▸ Aim of the task:
Repeat the whole of the data, keeping every detail the same.

▸ Material provided:

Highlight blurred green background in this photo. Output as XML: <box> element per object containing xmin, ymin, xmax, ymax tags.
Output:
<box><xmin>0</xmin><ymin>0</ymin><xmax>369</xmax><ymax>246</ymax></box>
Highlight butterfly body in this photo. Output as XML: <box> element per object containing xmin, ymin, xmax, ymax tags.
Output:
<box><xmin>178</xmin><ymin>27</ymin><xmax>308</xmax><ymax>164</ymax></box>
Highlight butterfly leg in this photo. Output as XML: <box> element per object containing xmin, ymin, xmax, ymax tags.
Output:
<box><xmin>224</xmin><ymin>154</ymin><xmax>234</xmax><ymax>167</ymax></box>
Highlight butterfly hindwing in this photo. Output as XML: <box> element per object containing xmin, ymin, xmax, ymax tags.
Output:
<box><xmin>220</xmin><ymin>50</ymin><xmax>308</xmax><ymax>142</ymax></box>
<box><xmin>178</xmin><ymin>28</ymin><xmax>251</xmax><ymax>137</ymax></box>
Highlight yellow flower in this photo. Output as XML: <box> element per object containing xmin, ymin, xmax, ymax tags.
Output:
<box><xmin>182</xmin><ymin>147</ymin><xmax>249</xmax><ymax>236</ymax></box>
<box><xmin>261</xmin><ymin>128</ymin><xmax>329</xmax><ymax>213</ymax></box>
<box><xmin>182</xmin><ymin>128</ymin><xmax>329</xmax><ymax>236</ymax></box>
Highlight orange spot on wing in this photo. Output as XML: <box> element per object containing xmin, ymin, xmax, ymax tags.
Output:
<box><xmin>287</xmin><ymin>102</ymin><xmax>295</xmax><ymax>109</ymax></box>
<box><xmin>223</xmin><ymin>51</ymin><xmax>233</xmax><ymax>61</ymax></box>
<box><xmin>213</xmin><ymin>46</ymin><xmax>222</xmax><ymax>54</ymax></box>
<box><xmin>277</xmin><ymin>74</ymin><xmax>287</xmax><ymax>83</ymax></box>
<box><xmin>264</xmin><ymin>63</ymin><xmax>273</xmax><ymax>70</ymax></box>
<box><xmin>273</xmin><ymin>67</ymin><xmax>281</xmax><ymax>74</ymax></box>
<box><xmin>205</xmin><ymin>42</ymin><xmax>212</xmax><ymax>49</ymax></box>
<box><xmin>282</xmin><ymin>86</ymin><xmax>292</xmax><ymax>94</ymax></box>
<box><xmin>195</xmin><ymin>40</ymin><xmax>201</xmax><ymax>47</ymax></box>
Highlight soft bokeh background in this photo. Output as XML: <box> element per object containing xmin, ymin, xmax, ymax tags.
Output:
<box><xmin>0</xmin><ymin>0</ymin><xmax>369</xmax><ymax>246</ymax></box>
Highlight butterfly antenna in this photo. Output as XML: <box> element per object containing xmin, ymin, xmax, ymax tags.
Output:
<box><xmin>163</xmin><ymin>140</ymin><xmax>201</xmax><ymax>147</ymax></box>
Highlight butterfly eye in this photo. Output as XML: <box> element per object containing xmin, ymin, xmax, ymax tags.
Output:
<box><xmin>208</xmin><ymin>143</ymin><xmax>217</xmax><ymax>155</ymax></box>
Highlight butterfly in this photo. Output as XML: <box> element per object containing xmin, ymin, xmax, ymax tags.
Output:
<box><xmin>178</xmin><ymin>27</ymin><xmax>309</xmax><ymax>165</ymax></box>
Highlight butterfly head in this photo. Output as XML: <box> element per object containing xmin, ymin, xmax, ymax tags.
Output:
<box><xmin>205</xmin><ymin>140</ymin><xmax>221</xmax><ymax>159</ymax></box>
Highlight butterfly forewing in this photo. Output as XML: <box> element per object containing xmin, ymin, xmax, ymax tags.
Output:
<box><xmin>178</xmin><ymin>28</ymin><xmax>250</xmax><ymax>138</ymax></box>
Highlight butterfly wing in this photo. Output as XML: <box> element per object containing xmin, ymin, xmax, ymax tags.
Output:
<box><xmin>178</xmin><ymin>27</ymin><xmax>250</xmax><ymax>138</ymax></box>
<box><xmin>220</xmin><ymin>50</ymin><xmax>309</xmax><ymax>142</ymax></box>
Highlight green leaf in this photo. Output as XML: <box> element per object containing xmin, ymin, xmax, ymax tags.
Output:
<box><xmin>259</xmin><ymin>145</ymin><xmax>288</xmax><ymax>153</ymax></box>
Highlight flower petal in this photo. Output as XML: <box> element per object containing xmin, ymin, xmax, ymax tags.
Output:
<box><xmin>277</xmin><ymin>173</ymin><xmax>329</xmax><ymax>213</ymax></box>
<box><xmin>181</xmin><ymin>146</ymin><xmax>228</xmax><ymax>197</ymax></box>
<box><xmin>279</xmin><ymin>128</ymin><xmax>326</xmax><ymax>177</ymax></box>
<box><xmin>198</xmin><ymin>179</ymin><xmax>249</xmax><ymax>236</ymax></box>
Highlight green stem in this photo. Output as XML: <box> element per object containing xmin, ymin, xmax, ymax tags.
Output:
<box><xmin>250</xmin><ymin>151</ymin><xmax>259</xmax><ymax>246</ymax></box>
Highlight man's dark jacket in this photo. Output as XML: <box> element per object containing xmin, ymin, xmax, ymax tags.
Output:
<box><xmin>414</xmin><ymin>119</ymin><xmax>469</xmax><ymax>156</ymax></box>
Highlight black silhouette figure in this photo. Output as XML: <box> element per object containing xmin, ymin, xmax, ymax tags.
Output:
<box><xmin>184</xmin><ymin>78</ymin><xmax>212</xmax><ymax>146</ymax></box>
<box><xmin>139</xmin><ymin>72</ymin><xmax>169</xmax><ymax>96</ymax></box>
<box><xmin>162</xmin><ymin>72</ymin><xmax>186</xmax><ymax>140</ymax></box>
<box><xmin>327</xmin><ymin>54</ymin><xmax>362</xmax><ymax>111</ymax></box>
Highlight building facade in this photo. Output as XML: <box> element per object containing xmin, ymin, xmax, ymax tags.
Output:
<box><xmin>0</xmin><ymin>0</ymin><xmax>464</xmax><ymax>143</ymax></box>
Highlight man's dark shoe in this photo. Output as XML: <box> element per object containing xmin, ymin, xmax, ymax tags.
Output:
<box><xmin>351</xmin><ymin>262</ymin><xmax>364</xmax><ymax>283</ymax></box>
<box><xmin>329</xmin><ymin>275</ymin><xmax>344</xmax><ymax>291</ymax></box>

▸ Answer for this exercise:
Highlight blurred green background in this photo. Output as XML: <box> element per object containing xmin, ymin, xmax, ymax tags.
Output:
<box><xmin>0</xmin><ymin>0</ymin><xmax>369</xmax><ymax>246</ymax></box>
Highlight butterfly body in this photo. Output as XML: <box> element per object containing xmin, ymin, xmax, ymax tags.
Output:
<box><xmin>178</xmin><ymin>27</ymin><xmax>308</xmax><ymax>164</ymax></box>
Highlight butterfly leg in this photo. Output as XML: <box> element per object containing xmin, ymin, xmax, ymax tags.
Output:
<box><xmin>224</xmin><ymin>154</ymin><xmax>234</xmax><ymax>167</ymax></box>
Highlight butterfly hindwing in this photo. Output as XML: <box> element per object containing xmin, ymin, xmax, ymax tags.
Output:
<box><xmin>220</xmin><ymin>50</ymin><xmax>308</xmax><ymax>142</ymax></box>
<box><xmin>178</xmin><ymin>28</ymin><xmax>251</xmax><ymax>137</ymax></box>
Highlight yellow flower in this photo. Output as XML: <box> element per object containing xmin, ymin, xmax, ymax tags.
Output:
<box><xmin>182</xmin><ymin>147</ymin><xmax>249</xmax><ymax>236</ymax></box>
<box><xmin>261</xmin><ymin>128</ymin><xmax>329</xmax><ymax>213</ymax></box>
<box><xmin>182</xmin><ymin>128</ymin><xmax>329</xmax><ymax>236</ymax></box>
Highlight orange spot on wing in this photo. Output as XML: <box> element per object containing xmin, ymin, xmax, ymax tags.
Output:
<box><xmin>287</xmin><ymin>102</ymin><xmax>295</xmax><ymax>109</ymax></box>
<box><xmin>223</xmin><ymin>51</ymin><xmax>233</xmax><ymax>61</ymax></box>
<box><xmin>213</xmin><ymin>46</ymin><xmax>222</xmax><ymax>54</ymax></box>
<box><xmin>277</xmin><ymin>74</ymin><xmax>287</xmax><ymax>83</ymax></box>
<box><xmin>264</xmin><ymin>63</ymin><xmax>273</xmax><ymax>70</ymax></box>
<box><xmin>273</xmin><ymin>67</ymin><xmax>281</xmax><ymax>74</ymax></box>
<box><xmin>205</xmin><ymin>42</ymin><xmax>212</xmax><ymax>49</ymax></box>
<box><xmin>282</xmin><ymin>86</ymin><xmax>292</xmax><ymax>94</ymax></box>
<box><xmin>195</xmin><ymin>40</ymin><xmax>201</xmax><ymax>47</ymax></box>
Highlight soft bokeh background in this photo. Output as XML: <box> element per object containing xmin, ymin, xmax, ymax tags.
Output:
<box><xmin>0</xmin><ymin>0</ymin><xmax>369</xmax><ymax>246</ymax></box>
Highlight butterfly antenna in this photo. Output as XML: <box> element per object containing xmin, ymin, xmax, ymax tags.
Output:
<box><xmin>163</xmin><ymin>140</ymin><xmax>201</xmax><ymax>147</ymax></box>
Highlight butterfly eye in this photo. Output as XML: <box> element per object containing xmin, ymin, xmax, ymax tags.
Output:
<box><xmin>208</xmin><ymin>143</ymin><xmax>217</xmax><ymax>155</ymax></box>
Highlight butterfly in this photo. Output as XML: <box> element per object containing xmin, ymin, xmax, ymax tags.
Output:
<box><xmin>178</xmin><ymin>27</ymin><xmax>309</xmax><ymax>165</ymax></box>
Highlight butterfly head in this photo. Output as XML: <box> element per object containing xmin, ymin, xmax, ymax tags.
Output:
<box><xmin>205</xmin><ymin>140</ymin><xmax>221</xmax><ymax>159</ymax></box>
Highlight butterfly forewing in this photo. Output as XML: <box> element per object containing xmin, ymin, xmax, ymax tags.
Output:
<box><xmin>178</xmin><ymin>28</ymin><xmax>250</xmax><ymax>138</ymax></box>
Highlight butterfly wing in this photo. Output as XML: <box> element per object containing xmin, ymin, xmax, ymax tags.
Output:
<box><xmin>178</xmin><ymin>27</ymin><xmax>250</xmax><ymax>138</ymax></box>
<box><xmin>220</xmin><ymin>50</ymin><xmax>309</xmax><ymax>142</ymax></box>
Highlight green leaf in this photo. Output as XML: <box> element per object containing xmin, ymin, xmax, ymax tags.
Output:
<box><xmin>259</xmin><ymin>145</ymin><xmax>288</xmax><ymax>153</ymax></box>
Highlight flower petal in this photo. Output as XML: <box> element per object containing xmin, ymin, xmax, ymax tags.
Output:
<box><xmin>277</xmin><ymin>173</ymin><xmax>329</xmax><ymax>213</ymax></box>
<box><xmin>181</xmin><ymin>146</ymin><xmax>228</xmax><ymax>197</ymax></box>
<box><xmin>279</xmin><ymin>128</ymin><xmax>326</xmax><ymax>177</ymax></box>
<box><xmin>198</xmin><ymin>179</ymin><xmax>249</xmax><ymax>236</ymax></box>
Highlight green stem in this photo. Output as XML: <box> element per object containing xmin, ymin, xmax, ymax tags.
Output:
<box><xmin>250</xmin><ymin>151</ymin><xmax>259</xmax><ymax>246</ymax></box>
Highlight man's dark jacket in this photo. Output as XML: <box> element per object containing xmin, ymin, xmax, ymax tags.
Output:
<box><xmin>414</xmin><ymin>119</ymin><xmax>469</xmax><ymax>156</ymax></box>
Highlight black silhouette figure in this photo. Output as XML: <box> element per object containing xmin, ymin, xmax, ymax tags.
Output:
<box><xmin>184</xmin><ymin>78</ymin><xmax>212</xmax><ymax>146</ymax></box>
<box><xmin>139</xmin><ymin>72</ymin><xmax>169</xmax><ymax>96</ymax></box>
<box><xmin>162</xmin><ymin>72</ymin><xmax>186</xmax><ymax>140</ymax></box>
<box><xmin>327</xmin><ymin>54</ymin><xmax>362</xmax><ymax>111</ymax></box>
Highlight building facade in this photo. Output as XML: <box> element per object containing xmin, ymin, xmax, ymax tags.
Output:
<box><xmin>0</xmin><ymin>0</ymin><xmax>464</xmax><ymax>143</ymax></box>
Highlight man's dark shoe in this photo. Output as XML: <box> element per object containing xmin, ymin, xmax, ymax tags.
Output:
<box><xmin>351</xmin><ymin>262</ymin><xmax>364</xmax><ymax>283</ymax></box>
<box><xmin>329</xmin><ymin>275</ymin><xmax>344</xmax><ymax>291</ymax></box>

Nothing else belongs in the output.